> Do this
Copy each of the entries below word for word, line by line.

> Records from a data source
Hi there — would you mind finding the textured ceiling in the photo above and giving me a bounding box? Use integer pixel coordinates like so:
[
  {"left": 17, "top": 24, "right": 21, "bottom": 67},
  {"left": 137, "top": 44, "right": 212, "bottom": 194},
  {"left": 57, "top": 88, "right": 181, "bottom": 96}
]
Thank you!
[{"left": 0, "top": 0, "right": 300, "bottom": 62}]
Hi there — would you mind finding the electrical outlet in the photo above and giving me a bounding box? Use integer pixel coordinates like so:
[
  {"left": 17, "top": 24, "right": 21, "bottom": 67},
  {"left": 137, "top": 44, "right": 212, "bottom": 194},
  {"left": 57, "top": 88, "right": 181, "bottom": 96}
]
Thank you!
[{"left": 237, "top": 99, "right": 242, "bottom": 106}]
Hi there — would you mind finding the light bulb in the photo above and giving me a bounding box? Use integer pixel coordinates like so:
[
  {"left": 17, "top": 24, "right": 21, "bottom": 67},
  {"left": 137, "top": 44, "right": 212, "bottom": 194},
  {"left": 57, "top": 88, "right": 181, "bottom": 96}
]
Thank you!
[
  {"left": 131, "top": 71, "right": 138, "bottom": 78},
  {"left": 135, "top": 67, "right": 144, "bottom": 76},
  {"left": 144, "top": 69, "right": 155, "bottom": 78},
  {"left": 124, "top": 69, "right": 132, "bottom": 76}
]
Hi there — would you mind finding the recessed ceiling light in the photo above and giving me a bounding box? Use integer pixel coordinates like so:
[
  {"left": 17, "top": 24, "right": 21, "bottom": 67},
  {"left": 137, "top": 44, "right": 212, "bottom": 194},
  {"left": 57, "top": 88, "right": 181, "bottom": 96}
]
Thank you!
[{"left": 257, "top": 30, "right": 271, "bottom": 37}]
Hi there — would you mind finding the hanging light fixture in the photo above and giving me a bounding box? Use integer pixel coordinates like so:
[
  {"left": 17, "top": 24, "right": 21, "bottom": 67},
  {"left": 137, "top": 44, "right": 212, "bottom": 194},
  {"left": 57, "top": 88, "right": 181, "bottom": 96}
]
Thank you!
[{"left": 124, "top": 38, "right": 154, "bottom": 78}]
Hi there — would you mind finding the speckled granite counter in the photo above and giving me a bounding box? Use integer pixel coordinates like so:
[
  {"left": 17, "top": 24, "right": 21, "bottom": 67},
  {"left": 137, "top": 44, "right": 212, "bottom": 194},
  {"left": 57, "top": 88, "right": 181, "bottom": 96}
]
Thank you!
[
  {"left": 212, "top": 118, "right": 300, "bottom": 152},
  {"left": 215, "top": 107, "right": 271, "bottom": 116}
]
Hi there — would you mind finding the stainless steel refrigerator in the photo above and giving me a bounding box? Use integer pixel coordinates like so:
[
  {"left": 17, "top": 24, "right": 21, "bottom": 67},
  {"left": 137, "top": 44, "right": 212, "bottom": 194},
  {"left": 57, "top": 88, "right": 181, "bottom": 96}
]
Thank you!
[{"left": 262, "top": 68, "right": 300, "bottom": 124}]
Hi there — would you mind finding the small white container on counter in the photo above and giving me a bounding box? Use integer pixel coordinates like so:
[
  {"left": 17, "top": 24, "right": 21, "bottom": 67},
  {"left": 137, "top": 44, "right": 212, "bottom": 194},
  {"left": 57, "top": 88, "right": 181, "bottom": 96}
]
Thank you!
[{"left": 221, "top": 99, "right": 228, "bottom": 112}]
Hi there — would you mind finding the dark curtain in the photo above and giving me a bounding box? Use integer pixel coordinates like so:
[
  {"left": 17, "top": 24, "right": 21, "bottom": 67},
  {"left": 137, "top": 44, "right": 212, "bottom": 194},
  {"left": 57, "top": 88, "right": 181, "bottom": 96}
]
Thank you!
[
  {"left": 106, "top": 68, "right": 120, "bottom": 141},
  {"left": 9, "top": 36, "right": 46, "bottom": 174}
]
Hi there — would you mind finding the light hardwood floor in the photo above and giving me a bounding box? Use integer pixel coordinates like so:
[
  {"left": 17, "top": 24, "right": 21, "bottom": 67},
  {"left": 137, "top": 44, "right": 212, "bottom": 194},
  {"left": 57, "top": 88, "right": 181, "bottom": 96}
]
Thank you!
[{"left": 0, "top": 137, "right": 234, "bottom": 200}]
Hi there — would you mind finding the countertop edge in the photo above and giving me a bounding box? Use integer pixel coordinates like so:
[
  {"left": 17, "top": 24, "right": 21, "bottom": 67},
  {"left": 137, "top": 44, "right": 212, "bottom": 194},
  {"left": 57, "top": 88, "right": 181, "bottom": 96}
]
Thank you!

> Solution to the problem
Hi there — would you mind finding the textured ceiling in the photo above and giving me a bounding box? Use integer pixel coordinates like so:
[
  {"left": 17, "top": 24, "right": 21, "bottom": 67},
  {"left": 137, "top": 44, "right": 212, "bottom": 194},
  {"left": 57, "top": 88, "right": 181, "bottom": 96}
]
Thank you!
[{"left": 0, "top": 0, "right": 300, "bottom": 62}]
Hi there — would you mind finding the electrical outlet in the photo above and giving me a bounding box? Use integer pixel coordinates like so:
[
  {"left": 17, "top": 24, "right": 21, "bottom": 67},
  {"left": 137, "top": 44, "right": 212, "bottom": 194},
  {"left": 57, "top": 88, "right": 181, "bottom": 96}
]
Thank you!
[{"left": 237, "top": 99, "right": 242, "bottom": 106}]
Hi there — would you mind finding the light bulb in the photo above and giving me a bounding box? Use integer pixel coordinates like so:
[
  {"left": 17, "top": 24, "right": 21, "bottom": 67},
  {"left": 137, "top": 44, "right": 212, "bottom": 194},
  {"left": 57, "top": 88, "right": 181, "bottom": 96}
]
Thank you!
[
  {"left": 131, "top": 71, "right": 138, "bottom": 78},
  {"left": 135, "top": 67, "right": 144, "bottom": 76},
  {"left": 144, "top": 69, "right": 155, "bottom": 78},
  {"left": 124, "top": 69, "right": 132, "bottom": 76}
]
Hi there — would you mind finding the recessed ceiling light in the photo above and giving me a bounding box? Use integer pixel coordinates like so:
[
  {"left": 17, "top": 24, "right": 21, "bottom": 67},
  {"left": 137, "top": 44, "right": 212, "bottom": 194},
  {"left": 57, "top": 88, "right": 181, "bottom": 96}
]
Thank you!
[{"left": 257, "top": 30, "right": 271, "bottom": 37}]
Hi there — would you mind finding the hanging light fixture in the photo above and giving me a bounding box? Use integer pixel coordinates like so:
[
  {"left": 17, "top": 24, "right": 21, "bottom": 67},
  {"left": 137, "top": 44, "right": 212, "bottom": 194},
  {"left": 57, "top": 88, "right": 181, "bottom": 96}
]
Thank you!
[{"left": 124, "top": 38, "right": 154, "bottom": 78}]
Hi there — would you mind finding the speckled granite counter in the photo above and giving me a bounding box? Use integer pixel coordinates like so:
[
  {"left": 17, "top": 24, "right": 21, "bottom": 67},
  {"left": 137, "top": 44, "right": 212, "bottom": 194},
  {"left": 57, "top": 88, "right": 181, "bottom": 96}
]
Thank you!
[
  {"left": 212, "top": 118, "right": 300, "bottom": 152},
  {"left": 215, "top": 107, "right": 271, "bottom": 116}
]
Hi there — would you mind finding the stainless steel refrigerator in the photo above and giving me a bounding box? Use integer pixel coordinates like so:
[
  {"left": 17, "top": 24, "right": 21, "bottom": 67},
  {"left": 137, "top": 44, "right": 212, "bottom": 194},
  {"left": 57, "top": 88, "right": 181, "bottom": 96}
]
Thank you!
[{"left": 262, "top": 68, "right": 300, "bottom": 124}]
Hi there — would you mind finding the small white container on counter in the photo above and giving me a bounding box? Use integer pixel coordinates like so:
[
  {"left": 17, "top": 24, "right": 21, "bottom": 67},
  {"left": 137, "top": 44, "right": 212, "bottom": 194},
  {"left": 57, "top": 88, "right": 181, "bottom": 96}
]
Thank you!
[{"left": 221, "top": 99, "right": 228, "bottom": 112}]
Hi there — would you mind finding the dark curtain in the photo above and giving me a bounding box? Use integer pixel coordinates like so:
[
  {"left": 17, "top": 24, "right": 21, "bottom": 67},
  {"left": 137, "top": 44, "right": 212, "bottom": 194},
  {"left": 57, "top": 88, "right": 181, "bottom": 96}
]
Thank you!
[
  {"left": 106, "top": 68, "right": 120, "bottom": 141},
  {"left": 9, "top": 36, "right": 46, "bottom": 174}
]
Hi there — would you mind finding the light hardwood floor in the photo above and giving me a bounding box? Use integer pixel coordinates like so:
[
  {"left": 17, "top": 24, "right": 21, "bottom": 67},
  {"left": 137, "top": 44, "right": 212, "bottom": 194},
  {"left": 57, "top": 88, "right": 181, "bottom": 96}
]
Thank you!
[{"left": 0, "top": 137, "right": 234, "bottom": 200}]
Hi there — would you mind finding the countertop edge in the photo above and giving me a bounding box? Use integer pixel coordinates like so:
[
  {"left": 17, "top": 24, "right": 21, "bottom": 67},
  {"left": 137, "top": 44, "right": 212, "bottom": 194},
  {"left": 57, "top": 88, "right": 181, "bottom": 96}
]
Thank you!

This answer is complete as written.